» Source extract

↓

Our first views of Puerto Madryn were on our walk from the bus station to the hostel. I don’t know what I expected of Puerto Madryn, but it wasn’t what I saw. We weren’t in Puerto Madryn for the weather or the beach. We were there to see Southern Right Whales, among other animals. There are several reserves near Puerto Madryn which are popular for their wildlife. We were lucky enough to be here during whale season and were planning to do a tour to see them.
We enjoyed our walk through the town. Everything seemed new and very pleasant. It was like visiting a town on the Sunshine coast back home. It was all low level and the main parts were lining the beach. In summer it’s a beach destination, in winter it’s too cold for that, but it was the most pleasant weather we have had in awhile. Sunny blue skies, warm sun, great tshirt and jean weather, not something we expected this far south. It seems kind of wrong to have good weather, in winter, in Patagonia.

↑

» Data
↓

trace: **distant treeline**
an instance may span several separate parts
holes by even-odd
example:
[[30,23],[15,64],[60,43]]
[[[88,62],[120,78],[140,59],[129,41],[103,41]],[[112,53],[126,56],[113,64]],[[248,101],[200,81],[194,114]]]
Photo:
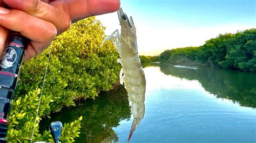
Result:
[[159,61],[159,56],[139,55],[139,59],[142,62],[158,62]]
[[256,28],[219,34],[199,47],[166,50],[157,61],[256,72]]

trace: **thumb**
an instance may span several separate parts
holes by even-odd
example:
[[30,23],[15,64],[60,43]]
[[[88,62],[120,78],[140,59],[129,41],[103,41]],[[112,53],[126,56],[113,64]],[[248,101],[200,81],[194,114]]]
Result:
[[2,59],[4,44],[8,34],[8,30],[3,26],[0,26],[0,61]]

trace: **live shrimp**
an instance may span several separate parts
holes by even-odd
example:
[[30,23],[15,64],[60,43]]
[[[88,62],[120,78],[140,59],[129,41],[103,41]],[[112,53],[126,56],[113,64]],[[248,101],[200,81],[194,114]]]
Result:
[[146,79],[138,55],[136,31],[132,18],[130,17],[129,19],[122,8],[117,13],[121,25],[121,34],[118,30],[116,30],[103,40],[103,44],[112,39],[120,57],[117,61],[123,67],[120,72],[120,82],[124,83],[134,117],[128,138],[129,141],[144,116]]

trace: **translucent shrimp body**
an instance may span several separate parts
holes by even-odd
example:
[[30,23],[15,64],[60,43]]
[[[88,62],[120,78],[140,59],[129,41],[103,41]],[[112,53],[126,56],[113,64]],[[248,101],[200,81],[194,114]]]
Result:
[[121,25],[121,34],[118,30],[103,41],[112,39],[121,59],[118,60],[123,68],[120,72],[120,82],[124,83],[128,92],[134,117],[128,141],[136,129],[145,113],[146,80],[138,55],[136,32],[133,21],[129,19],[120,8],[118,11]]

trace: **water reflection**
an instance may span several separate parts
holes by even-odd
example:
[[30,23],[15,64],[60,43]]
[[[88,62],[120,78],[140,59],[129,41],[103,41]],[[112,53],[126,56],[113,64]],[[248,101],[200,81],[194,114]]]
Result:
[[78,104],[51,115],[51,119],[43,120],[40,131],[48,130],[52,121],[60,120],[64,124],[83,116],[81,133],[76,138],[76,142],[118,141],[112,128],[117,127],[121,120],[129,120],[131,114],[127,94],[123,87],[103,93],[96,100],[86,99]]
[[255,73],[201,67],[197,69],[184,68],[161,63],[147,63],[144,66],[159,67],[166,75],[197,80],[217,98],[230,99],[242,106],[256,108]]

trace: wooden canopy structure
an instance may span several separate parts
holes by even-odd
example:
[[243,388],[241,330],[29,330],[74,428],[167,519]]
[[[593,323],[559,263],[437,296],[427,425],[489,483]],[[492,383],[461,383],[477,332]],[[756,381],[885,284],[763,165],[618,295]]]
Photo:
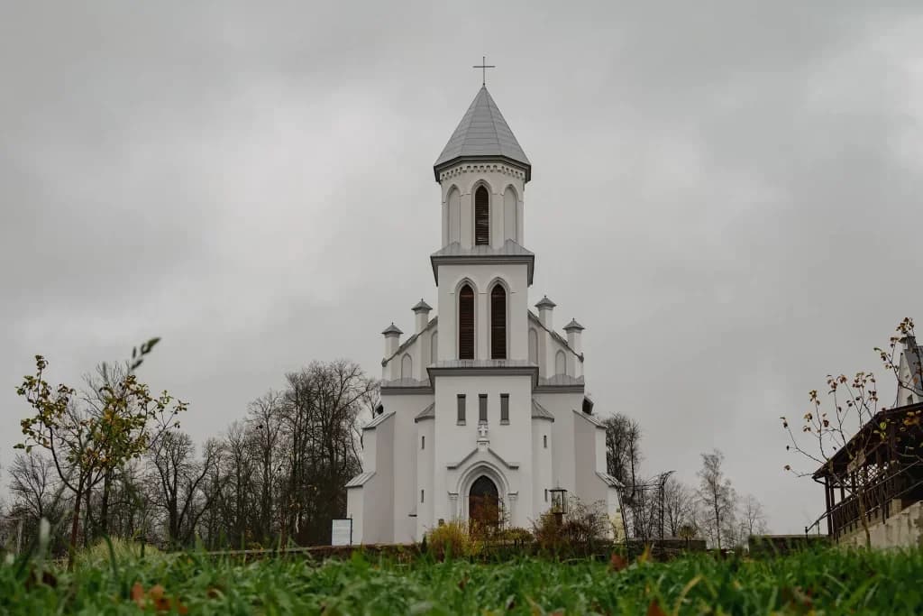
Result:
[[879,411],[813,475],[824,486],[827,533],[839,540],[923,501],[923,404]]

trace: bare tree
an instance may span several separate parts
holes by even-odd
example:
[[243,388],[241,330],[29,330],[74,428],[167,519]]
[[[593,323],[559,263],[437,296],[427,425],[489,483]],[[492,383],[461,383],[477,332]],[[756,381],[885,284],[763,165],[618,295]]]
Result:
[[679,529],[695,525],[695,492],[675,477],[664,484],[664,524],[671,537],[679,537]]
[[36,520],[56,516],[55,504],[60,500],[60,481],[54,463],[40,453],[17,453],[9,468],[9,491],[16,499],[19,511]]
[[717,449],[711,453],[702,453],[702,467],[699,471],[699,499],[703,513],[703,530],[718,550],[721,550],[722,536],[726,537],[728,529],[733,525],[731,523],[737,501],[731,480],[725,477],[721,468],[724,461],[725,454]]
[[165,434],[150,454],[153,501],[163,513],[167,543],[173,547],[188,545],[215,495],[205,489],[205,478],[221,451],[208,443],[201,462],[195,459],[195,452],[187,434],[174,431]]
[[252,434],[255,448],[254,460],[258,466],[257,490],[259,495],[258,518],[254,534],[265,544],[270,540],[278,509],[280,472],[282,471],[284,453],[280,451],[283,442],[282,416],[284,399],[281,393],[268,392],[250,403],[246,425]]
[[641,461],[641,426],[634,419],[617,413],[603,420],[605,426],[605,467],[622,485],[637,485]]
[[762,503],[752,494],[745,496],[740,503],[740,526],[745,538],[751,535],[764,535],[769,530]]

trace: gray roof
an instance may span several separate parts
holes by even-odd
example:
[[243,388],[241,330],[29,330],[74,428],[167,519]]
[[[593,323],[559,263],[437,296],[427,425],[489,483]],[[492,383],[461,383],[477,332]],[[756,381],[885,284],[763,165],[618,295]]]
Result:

↑

» Written request
Write the next part of the passage about Puerto Madryn, starting after its final sentence. The lines above are separate material and have nothing to do with the passage about Puerto Madryn.

» Reply
After a rest and a shower, we booked a tour to Peninsula Valdes for the next day to see the whales and the wildlife and then headed out to see more of Puerto Madryn. Our earlier impressions were solidified. Nice, pleasant beach town. We didn’t really see much to do and not that much seemed to be happening but there were plenty of nice looking bars and restaurants. For dinner we tried something new and Josh cooked for us in the hostel kitchen. It was very good and actually more relaxing to take things at our own pace and not be in a restaurant for once.
The next morning we started our tour about 8:30am. Three Irish people staying at our hostel also wanted to do the same tour and the five of us were enough to have our own private tour.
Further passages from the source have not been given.